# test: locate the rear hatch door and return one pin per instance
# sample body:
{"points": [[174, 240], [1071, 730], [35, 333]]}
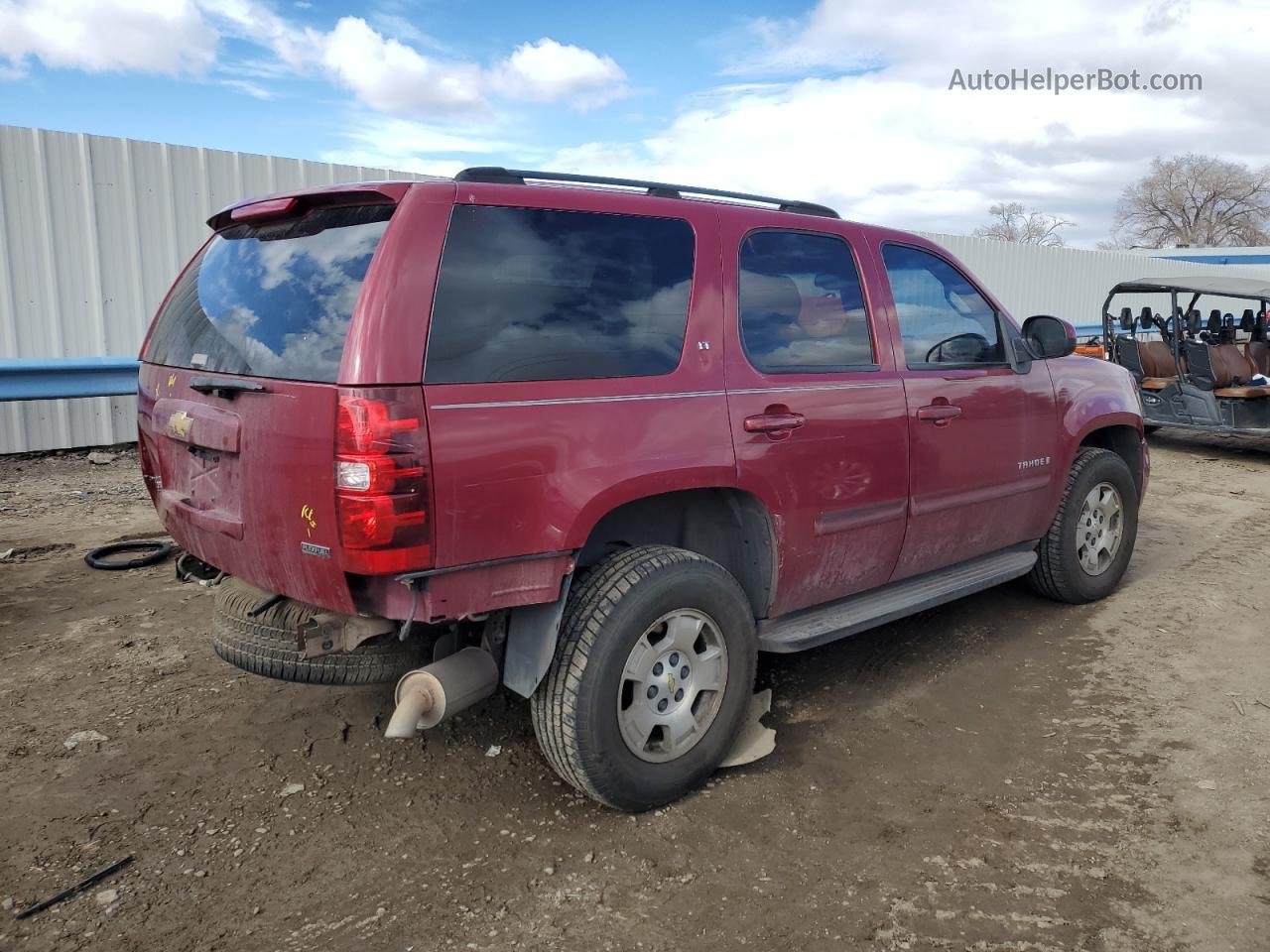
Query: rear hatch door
{"points": [[238, 391]]}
━━━━━━━━━━
**Task directions:**
All of the data should be returned word for word, with each picture left out.

**Answer area:**
# test: locate the rear hatch door and return one pin per instance
# sample body:
{"points": [[174, 240], [1071, 730], [35, 333]]}
Query: rear hatch door
{"points": [[238, 391]]}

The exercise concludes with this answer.